◆ EXERCÍCIOS PROPOSTOS:
(1) Segundo o trecho sobre dispositivo e produção de subjetividade, quais são as duas noções que é preciso colocar em análise?
(2) Escreva uma continuação do trecho sobre dispositivo e produção de subjetividade a partir da última frase apresentada.

◆ TRECHO DO DOCUMENTO:
▬▬▬▬▬▬▬▬▬▬

Seguindo as direções apontadas por Veyne para compreender a produção de subjetividade e as experiências de dessubjetivação, uma espécie de prática de si, é preciso, a meu ver, colocar em análise duas noções importantes: dispositivo e estetização de si. Deleuze (1996; 1986/2005), ao analisar a obra de Foucault, diz que o trabalho deste último se apresenta como dispositivo concreto, um conjunto multilinear composto por linhas diferentes que seguem direções e processos que estão sempre em desequilíbrio.

O dispositivo configura-se como máquinas de fazer ver e falar para poder pensar em termos de linhas e regimes que se movimentam: “Não são nem sujeitos nem objetos, mas regimes que é necessário definir pelo visível e pelo enunciável, com as suas derivações, as suas transformações. ” (Deleuze, 1996, p. 85). Nos dispositivos existem múltiplas linhas de segmentaridades diversas, de visibilidade e de enunciação, de forças e de subjetivação, luz e enunciação que não são nem sujeito nem objeto, mas regimes definidos pelo visível, pelo invisível e pelo enunciável, com suas derivações e suas transformações. As linhas de forças comportam o saber e o poder. As linhas de subjetivação falam “de uma crise do pensamento de Foucault” (p. 86), que faz emergir o si, uma produção de subjetividade. Nestas linhas e regimes o que há é uma dimensão de si que não é de forma nenhuma um a priori que se encontre acabado, mas sim, um processo, uma produção de subjetividade, na medida em que o dispositivo o deixe ou o torne possível. Deleuze entende que não há uma fórmula geral nas linhas de subjetividade, o que há são linhas de fuga, uma potência de invenção. “O estudo da variação dos processos de subjetivação é uma das tarefas fundamentais que Foucault deixou aos que lhe estavam próximos. ” (p. 88). Em tais estudos há um traçado de efeitos forjados com a noção de dispositivo que destaco aqui: o repúdio dos universais e a abertura para a invenção, efeitos fundamentais que permitem dizer, com Deleuze, que pertencemos a dispositivos e agimos neles.

▬▬▬▬▬▬▬▬▬▬

◆ ENTRADAS DO CONJUNTO:
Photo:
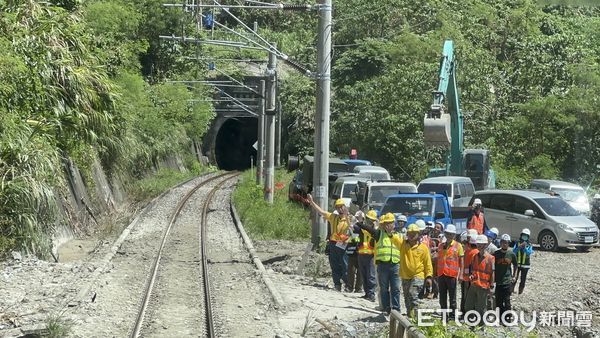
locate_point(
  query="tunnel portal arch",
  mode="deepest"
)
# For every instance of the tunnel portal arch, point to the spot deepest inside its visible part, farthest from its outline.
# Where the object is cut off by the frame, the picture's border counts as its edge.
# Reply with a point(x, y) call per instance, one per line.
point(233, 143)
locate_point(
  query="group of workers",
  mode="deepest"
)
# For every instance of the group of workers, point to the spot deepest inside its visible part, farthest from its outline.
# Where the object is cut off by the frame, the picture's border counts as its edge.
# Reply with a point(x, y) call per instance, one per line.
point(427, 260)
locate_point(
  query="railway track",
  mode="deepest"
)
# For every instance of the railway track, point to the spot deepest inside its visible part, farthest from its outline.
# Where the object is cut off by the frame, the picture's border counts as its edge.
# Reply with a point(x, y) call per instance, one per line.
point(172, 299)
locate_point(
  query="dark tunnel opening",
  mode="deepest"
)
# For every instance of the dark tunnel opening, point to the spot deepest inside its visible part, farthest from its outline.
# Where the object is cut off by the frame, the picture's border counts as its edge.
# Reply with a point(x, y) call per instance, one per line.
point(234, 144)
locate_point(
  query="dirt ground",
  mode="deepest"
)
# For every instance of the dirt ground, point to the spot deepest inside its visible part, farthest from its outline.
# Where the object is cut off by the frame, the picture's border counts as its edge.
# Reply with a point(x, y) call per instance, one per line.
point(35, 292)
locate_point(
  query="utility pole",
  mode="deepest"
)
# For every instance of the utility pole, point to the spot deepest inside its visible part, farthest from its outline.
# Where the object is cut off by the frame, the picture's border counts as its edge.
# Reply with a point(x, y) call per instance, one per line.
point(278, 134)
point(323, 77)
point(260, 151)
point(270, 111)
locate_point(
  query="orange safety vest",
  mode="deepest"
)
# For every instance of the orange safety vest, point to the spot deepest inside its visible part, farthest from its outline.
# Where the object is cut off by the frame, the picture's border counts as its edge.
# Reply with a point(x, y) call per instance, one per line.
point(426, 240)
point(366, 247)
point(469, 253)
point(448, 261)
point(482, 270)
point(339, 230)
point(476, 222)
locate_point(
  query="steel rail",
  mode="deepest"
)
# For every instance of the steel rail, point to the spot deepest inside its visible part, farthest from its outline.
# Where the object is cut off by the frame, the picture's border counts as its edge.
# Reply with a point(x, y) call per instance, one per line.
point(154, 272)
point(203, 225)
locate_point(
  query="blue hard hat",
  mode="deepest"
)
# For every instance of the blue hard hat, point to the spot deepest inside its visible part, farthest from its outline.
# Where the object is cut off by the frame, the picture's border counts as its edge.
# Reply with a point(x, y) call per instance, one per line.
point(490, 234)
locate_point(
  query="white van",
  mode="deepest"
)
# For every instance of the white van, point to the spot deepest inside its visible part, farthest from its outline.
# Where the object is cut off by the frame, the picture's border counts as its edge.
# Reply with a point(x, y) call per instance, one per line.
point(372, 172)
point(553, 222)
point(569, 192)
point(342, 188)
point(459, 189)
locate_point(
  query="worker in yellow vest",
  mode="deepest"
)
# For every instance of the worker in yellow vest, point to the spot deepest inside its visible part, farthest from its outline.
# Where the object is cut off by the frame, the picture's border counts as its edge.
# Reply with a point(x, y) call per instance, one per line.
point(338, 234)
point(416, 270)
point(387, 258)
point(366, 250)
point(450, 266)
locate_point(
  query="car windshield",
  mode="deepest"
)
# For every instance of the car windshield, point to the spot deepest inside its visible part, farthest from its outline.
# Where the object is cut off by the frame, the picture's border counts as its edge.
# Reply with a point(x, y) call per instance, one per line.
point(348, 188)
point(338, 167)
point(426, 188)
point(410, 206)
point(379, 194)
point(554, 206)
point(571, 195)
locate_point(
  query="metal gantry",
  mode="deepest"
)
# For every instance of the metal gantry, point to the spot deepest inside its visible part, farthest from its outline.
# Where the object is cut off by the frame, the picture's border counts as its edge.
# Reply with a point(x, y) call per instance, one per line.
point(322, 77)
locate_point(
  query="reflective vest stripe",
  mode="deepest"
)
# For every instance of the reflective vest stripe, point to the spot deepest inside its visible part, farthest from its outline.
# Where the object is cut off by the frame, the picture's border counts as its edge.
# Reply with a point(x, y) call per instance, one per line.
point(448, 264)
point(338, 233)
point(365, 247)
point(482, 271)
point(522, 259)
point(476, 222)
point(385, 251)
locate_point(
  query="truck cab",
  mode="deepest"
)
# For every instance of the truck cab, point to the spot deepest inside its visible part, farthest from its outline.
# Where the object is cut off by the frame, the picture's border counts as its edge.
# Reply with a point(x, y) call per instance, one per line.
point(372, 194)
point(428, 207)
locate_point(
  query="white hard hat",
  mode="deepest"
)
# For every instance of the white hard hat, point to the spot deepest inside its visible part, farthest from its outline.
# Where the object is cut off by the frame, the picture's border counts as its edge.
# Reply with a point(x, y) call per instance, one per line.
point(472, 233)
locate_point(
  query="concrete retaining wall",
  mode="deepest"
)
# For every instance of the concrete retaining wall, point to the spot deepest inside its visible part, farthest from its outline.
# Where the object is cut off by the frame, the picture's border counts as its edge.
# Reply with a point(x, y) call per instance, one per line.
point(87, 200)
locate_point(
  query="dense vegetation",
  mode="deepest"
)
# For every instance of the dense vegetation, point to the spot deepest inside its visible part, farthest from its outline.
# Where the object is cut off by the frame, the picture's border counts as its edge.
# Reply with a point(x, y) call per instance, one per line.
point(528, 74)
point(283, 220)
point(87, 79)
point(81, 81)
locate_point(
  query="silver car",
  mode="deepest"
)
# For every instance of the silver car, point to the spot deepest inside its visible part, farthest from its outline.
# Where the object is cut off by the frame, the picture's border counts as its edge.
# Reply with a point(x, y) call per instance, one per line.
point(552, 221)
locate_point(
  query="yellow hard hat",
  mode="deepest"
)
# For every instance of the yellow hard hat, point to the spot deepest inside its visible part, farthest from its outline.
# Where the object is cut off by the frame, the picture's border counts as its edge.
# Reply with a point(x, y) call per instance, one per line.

▬▬▬▬▬▬▬▬▬▬

◆ RESPOSTAS DO EXERCÍCIO:
(1) Dispositivo e estetização de si.

(2)
O dispositivo então se define pelo que se passa de mais duro e formal, atravessando as linhas que marcam a capacidade de se transformar, rachando e enfraquecendo as linhas mais duras e sólidas. Quando as linhas mais rígidas se fragmentam abre-se espaço e tempo para se traçarem caminhos de criação. “Não é predizer, mas estar atento ao desconhecido que bate à porta. ” (Deleuze, 1996, p. 94).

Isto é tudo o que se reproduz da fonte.